(Stored items)
• • • •

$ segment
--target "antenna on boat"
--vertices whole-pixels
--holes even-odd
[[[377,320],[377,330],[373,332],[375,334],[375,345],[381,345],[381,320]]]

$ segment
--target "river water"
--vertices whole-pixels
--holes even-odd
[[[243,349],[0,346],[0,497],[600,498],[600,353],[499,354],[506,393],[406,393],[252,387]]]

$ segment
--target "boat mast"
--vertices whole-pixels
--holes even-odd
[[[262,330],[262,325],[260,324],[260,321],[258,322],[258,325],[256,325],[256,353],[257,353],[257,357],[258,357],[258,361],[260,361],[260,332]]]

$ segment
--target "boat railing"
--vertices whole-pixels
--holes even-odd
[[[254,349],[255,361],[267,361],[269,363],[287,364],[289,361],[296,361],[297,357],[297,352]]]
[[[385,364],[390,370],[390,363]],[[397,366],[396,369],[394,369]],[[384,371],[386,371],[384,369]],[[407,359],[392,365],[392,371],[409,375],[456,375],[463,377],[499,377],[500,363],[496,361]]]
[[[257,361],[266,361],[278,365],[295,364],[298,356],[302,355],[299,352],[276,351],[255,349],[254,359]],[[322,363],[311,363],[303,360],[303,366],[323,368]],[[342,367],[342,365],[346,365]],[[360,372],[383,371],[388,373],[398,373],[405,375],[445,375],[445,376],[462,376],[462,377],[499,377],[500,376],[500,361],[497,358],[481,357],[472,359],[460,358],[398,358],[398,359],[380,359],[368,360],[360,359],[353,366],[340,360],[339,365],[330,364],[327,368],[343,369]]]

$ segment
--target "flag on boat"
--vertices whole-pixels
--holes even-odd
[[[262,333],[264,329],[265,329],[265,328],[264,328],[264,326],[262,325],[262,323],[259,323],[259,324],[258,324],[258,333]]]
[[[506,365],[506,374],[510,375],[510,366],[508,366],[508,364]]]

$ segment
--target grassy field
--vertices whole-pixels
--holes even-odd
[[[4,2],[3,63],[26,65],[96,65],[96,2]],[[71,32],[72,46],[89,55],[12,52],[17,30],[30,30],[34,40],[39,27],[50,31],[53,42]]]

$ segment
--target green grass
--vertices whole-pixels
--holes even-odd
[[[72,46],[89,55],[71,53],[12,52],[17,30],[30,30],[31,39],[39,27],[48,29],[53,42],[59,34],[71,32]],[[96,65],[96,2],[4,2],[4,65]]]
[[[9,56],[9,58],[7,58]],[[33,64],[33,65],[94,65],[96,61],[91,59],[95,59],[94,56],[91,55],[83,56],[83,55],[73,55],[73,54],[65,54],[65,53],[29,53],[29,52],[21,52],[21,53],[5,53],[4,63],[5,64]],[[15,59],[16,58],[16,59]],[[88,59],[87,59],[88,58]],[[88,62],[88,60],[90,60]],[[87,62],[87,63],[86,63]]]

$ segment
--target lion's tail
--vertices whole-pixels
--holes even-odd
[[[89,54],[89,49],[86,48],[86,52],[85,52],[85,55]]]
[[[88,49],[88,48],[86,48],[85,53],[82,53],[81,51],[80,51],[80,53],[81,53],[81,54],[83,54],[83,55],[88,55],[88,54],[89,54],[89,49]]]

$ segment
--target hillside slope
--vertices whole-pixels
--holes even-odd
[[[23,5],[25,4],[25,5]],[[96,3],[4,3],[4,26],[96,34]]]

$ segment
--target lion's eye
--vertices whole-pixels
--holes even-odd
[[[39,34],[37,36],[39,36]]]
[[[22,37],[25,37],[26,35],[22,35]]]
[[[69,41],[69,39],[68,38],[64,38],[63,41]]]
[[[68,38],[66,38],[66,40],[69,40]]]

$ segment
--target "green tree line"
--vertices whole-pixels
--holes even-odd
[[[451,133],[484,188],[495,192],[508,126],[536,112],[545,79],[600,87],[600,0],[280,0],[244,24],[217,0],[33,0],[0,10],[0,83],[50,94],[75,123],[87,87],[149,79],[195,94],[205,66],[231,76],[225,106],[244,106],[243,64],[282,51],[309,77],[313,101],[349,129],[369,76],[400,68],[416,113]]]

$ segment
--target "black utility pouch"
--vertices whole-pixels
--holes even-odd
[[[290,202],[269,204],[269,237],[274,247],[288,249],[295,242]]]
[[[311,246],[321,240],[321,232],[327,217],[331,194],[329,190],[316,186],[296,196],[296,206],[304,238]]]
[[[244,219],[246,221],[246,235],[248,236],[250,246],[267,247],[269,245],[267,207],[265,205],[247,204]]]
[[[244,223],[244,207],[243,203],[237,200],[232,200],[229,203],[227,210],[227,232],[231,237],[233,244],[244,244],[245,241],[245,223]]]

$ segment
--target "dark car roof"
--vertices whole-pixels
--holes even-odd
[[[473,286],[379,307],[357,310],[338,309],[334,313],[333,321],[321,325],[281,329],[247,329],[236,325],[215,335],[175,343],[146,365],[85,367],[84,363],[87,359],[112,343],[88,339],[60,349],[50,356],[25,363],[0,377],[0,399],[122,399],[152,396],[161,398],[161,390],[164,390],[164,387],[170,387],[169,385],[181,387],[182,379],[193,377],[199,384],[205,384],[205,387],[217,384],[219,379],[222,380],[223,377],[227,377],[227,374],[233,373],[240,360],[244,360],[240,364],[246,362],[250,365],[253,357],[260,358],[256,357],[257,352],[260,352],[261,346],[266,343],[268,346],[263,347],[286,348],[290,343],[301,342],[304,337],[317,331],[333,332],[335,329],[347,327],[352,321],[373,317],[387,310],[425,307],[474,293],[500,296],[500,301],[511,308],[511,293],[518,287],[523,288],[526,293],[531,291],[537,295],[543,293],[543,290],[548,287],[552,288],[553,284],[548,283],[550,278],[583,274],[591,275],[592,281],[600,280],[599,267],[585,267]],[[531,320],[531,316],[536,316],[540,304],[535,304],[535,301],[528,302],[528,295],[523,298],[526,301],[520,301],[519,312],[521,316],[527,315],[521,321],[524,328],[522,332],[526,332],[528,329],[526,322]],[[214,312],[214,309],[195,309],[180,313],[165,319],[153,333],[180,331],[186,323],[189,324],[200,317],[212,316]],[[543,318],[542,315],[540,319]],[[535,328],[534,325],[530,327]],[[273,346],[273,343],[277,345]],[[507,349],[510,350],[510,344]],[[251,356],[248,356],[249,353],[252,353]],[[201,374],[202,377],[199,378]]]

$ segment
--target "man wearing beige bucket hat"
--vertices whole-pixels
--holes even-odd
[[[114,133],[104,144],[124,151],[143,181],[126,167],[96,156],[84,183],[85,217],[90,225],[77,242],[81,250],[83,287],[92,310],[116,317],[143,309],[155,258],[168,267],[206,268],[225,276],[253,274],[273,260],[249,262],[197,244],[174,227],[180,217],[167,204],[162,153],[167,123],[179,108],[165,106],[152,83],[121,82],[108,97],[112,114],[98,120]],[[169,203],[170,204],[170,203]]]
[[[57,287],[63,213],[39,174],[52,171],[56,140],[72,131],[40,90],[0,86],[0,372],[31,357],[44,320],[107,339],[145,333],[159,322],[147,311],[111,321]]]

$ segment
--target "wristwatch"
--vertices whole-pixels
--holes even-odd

• • • •

Write out every entry exactly as it appears.

Solution to the problem |
$ segment
--target "antenna on boat"
--vertices whole-pixels
--holes even-odd
[[[377,320],[377,330],[373,332],[375,334],[375,345],[381,345],[381,320]]]

$ segment
--target "river water"
--vertices whole-pixels
--holes even-odd
[[[243,349],[0,346],[0,497],[600,498],[600,353],[499,354],[506,393],[406,393],[252,387]]]

$ segment
--target "boat mast"
--vertices whole-pixels
--holes even-odd
[[[262,330],[262,325],[260,324],[260,321],[258,322],[258,325],[256,325],[256,353],[257,353],[257,357],[258,357],[258,361],[260,361],[260,332]]]

$ segment
--target "boat railing"
--vertices whole-pixels
--holes even-odd
[[[254,349],[255,361],[267,361],[269,363],[287,364],[289,361],[296,361],[297,357],[297,352]]]
[[[385,364],[390,370],[390,363]],[[397,366],[396,369],[394,369]],[[384,371],[386,371],[384,369]],[[407,359],[392,365],[392,371],[409,375],[456,375],[463,377],[499,377],[500,363],[496,361]]]
[[[257,361],[266,361],[278,365],[295,364],[298,356],[302,355],[299,352],[276,351],[255,349],[254,359]],[[322,363],[311,363],[303,360],[303,366],[323,368]],[[342,367],[342,365],[346,365]],[[360,372],[383,371],[388,373],[398,373],[405,375],[445,375],[445,376],[462,376],[462,377],[499,377],[500,376],[500,361],[497,358],[481,357],[472,359],[460,358],[398,358],[398,359],[380,359],[368,360],[360,359],[353,366],[340,360],[339,365],[330,364],[327,368],[343,369]]]

$ segment
--target "flag on boat"
--vertices whole-pixels
--holes even-odd
[[[262,333],[264,329],[265,329],[265,328],[264,328],[264,326],[262,325],[262,323],[259,323],[259,324],[258,324],[258,333]]]
[[[506,365],[506,374],[510,375],[510,366],[508,366],[508,364]]]

$ segment
--target grassy field
--vertices whole-pixels
--holes even-odd
[[[4,2],[3,63],[26,65],[96,65],[96,2]],[[71,32],[72,46],[89,55],[12,52],[17,30],[30,30],[34,40],[39,27],[50,31],[53,42]]]

$ segment
--target green grass
--vertices whole-pixels
--holes even-odd
[[[72,46],[89,55],[71,53],[12,52],[17,30],[30,30],[31,39],[39,27],[48,29],[53,42],[59,34],[71,32]],[[96,65],[96,2],[4,2],[4,65]]]
[[[9,56],[9,58],[7,58]],[[33,64],[33,65],[94,65],[96,61],[91,59],[95,59],[94,56],[91,55],[83,56],[83,55],[73,55],[73,54],[65,54],[65,53],[29,53],[29,52],[21,52],[21,53],[5,53],[4,63],[5,64]],[[15,59],[16,58],[16,59]],[[88,59],[87,59],[88,58]],[[88,62],[88,60],[90,60]],[[87,62],[87,63],[86,63]]]

$ segment
--target lion's tail
--vertices whole-pixels
--holes even-odd
[[[89,54],[89,49],[86,48],[86,52],[85,52],[85,55]]]
[[[88,49],[88,48],[86,48],[85,53],[82,53],[81,51],[80,51],[80,53],[81,53],[81,54],[83,54],[83,55],[88,55],[88,54],[89,54],[89,49]]]

$ segment
--target hillside slope
--vertices whole-pixels
--holes even-odd
[[[23,5],[25,4],[25,5]],[[96,3],[4,3],[4,26],[96,34]]]

$ segment
--target lion's eye
--vertices whole-pixels
--holes even-odd
[[[39,34],[37,36],[39,36]]]
[[[22,37],[25,37],[26,35],[22,35]]]
[[[69,41],[69,39],[68,38],[64,38],[63,41]]]
[[[68,38],[66,38],[66,40],[69,40]]]

$ segment
--target "green tree line"
--vertices whole-pixels
--holes even-odd
[[[451,133],[484,188],[495,192],[508,126],[536,112],[545,79],[600,87],[600,0],[280,0],[244,24],[217,0],[33,0],[0,10],[0,83],[50,94],[75,123],[87,87],[149,79],[195,94],[205,66],[231,76],[225,106],[244,106],[243,64],[282,51],[309,77],[313,101],[349,129],[369,76],[400,68],[416,113]]]

$ segment
--target "black utility pouch"
--vertices whole-pixels
--holes even-odd
[[[290,202],[269,204],[269,237],[274,247],[288,249],[295,242]]]
[[[311,246],[321,240],[321,232],[327,217],[331,194],[329,190],[316,186],[296,196],[296,206],[304,238]]]
[[[244,219],[246,221],[246,235],[248,236],[250,246],[267,247],[269,245],[267,207],[265,205],[247,204]]]
[[[244,223],[244,207],[243,203],[237,200],[232,200],[229,203],[227,210],[227,232],[231,237],[233,244],[244,244],[245,241],[245,223]]]

$ segment
--target "dark car roof"
--vertices whole-pixels
--holes even-odd
[[[473,286],[379,307],[357,310],[338,309],[334,313],[333,321],[321,325],[281,329],[247,329],[236,325],[215,335],[175,343],[146,365],[85,367],[84,363],[87,359],[112,343],[88,339],[60,349],[50,356],[25,363],[0,377],[0,399],[122,399],[152,396],[161,398],[161,390],[164,390],[164,387],[170,387],[169,385],[181,387],[182,379],[193,377],[199,384],[205,384],[205,387],[217,384],[219,379],[222,380],[223,377],[227,377],[227,374],[233,373],[240,360],[244,360],[240,364],[246,362],[250,365],[253,357],[260,358],[256,357],[257,352],[260,352],[261,346],[266,343],[268,346],[263,347],[286,348],[290,343],[301,342],[304,337],[317,331],[333,332],[335,329],[347,327],[352,321],[373,317],[387,310],[425,307],[474,293],[500,296],[500,301],[511,308],[511,293],[518,287],[523,288],[526,293],[531,291],[537,295],[543,293],[543,290],[548,287],[552,288],[553,284],[548,283],[550,278],[583,274],[591,275],[592,281],[600,280],[599,267],[585,267]],[[531,320],[531,316],[536,316],[540,304],[535,304],[535,301],[528,302],[528,295],[523,298],[526,301],[520,301],[519,312],[521,316],[527,315],[521,321],[524,328],[522,332],[526,332],[528,329],[526,322]],[[214,312],[214,309],[195,309],[180,313],[165,319],[153,333],[180,331],[186,323],[189,324],[200,317],[212,316]],[[543,318],[542,315],[540,319]],[[535,328],[534,325],[530,327]],[[273,346],[273,343],[277,345]],[[507,349],[510,350],[510,344]],[[251,356],[248,356],[249,353],[252,353]],[[201,374],[202,377],[199,378]]]

$ segment
--target "man wearing beige bucket hat"
--vertices whole-pixels
--holes even-odd
[[[114,133],[104,144],[124,151],[143,181],[126,167],[96,156],[84,183],[85,217],[90,225],[77,242],[81,250],[83,287],[92,310],[116,317],[143,309],[155,258],[168,267],[206,268],[225,276],[253,274],[273,260],[249,262],[197,244],[174,227],[180,217],[167,204],[162,153],[167,123],[179,108],[165,106],[152,83],[121,82],[108,97],[112,114],[98,120]],[[169,203],[170,204],[170,203]]]
[[[57,287],[63,213],[39,174],[52,171],[56,140],[72,131],[40,90],[0,86],[0,372],[31,357],[44,320],[107,339],[145,333],[159,322],[147,311],[111,321]]]

$ segment
--target "wristwatch"
--vertices whole-pixels
--holes even-odd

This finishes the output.